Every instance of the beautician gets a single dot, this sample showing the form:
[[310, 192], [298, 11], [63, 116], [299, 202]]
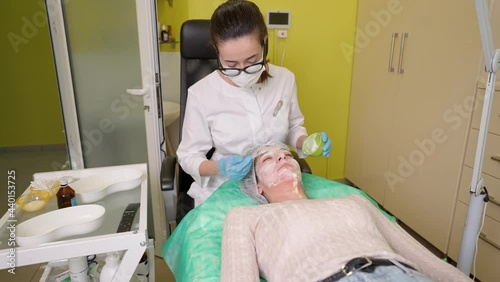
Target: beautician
[[247, 101]]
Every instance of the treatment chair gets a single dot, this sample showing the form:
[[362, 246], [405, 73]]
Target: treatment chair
[[198, 59]]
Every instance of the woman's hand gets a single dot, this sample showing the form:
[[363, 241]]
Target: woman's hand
[[234, 167]]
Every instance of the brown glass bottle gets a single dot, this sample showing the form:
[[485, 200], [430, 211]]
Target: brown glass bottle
[[66, 196]]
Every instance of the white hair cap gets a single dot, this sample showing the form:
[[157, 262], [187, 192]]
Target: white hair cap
[[248, 185]]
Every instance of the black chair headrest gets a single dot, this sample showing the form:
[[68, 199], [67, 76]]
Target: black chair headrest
[[195, 40]]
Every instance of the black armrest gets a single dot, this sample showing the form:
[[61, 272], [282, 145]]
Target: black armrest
[[304, 167], [167, 173]]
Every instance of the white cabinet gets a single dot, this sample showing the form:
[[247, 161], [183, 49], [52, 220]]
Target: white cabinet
[[408, 128], [488, 254]]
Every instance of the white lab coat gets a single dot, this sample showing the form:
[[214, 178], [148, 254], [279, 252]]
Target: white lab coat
[[232, 119]]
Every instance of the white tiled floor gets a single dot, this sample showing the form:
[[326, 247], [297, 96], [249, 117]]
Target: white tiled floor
[[26, 162]]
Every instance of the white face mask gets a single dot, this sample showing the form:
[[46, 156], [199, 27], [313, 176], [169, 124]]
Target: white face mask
[[245, 80]]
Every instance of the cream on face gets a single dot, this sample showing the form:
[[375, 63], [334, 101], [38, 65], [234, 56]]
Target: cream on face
[[275, 165]]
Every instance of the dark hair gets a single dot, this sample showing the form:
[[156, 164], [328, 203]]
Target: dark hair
[[236, 18]]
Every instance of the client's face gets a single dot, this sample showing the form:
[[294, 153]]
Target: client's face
[[277, 171]]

======

• What to produce: Repeat the data word for word, starting with the line that contains "Every instance of the black chair" and going on through the line that contains "[[245, 80]]". Include both of those lines.

• The response:
Every instance of the black chair headrest gets a single dot, this sample showing the form:
[[68, 199], [67, 76]]
Target: black chair headrest
[[195, 40]]
Every instance of the black armrest gets a single dot, this sample showing the form:
[[61, 272], [282, 145]]
Target: black armrest
[[304, 167], [167, 173]]
Every instance of the white cabinet gets a single dot, this sample showing the form:
[[247, 161], [183, 49], [52, 220]]
Target: white cabinet
[[408, 128], [488, 254]]
Every instance of the white lab coat gets a single dot, this sample showing the form:
[[214, 178], [148, 254], [279, 252]]
Target: white lab coat
[[232, 119]]
Every instance of the white tiled floor gets a single dot, this sample showing the form:
[[326, 247], [297, 96], [249, 117]]
Target: white tiled floor
[[26, 162]]
Every instance of the white face mask gets a single dot, this sample showing the form:
[[46, 156], [199, 27], [313, 176], [169, 124]]
Target: white face mask
[[245, 80]]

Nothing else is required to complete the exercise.